Your objective> Count the lines of the records below that contain the word "after". Reply with the number alone.

Record extracts>
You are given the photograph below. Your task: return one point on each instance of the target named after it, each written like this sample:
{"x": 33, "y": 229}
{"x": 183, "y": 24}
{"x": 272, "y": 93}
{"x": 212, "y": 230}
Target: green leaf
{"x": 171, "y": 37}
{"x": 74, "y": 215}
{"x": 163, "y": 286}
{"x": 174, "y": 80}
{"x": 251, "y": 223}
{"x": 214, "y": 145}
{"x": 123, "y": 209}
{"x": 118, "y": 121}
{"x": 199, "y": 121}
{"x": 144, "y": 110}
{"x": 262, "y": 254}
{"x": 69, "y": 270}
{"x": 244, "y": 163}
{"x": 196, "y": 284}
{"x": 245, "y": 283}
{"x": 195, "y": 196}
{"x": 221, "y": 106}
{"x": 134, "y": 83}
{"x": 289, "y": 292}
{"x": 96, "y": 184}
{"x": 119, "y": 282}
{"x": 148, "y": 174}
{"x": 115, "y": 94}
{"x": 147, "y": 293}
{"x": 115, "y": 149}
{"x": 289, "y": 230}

Response below> 1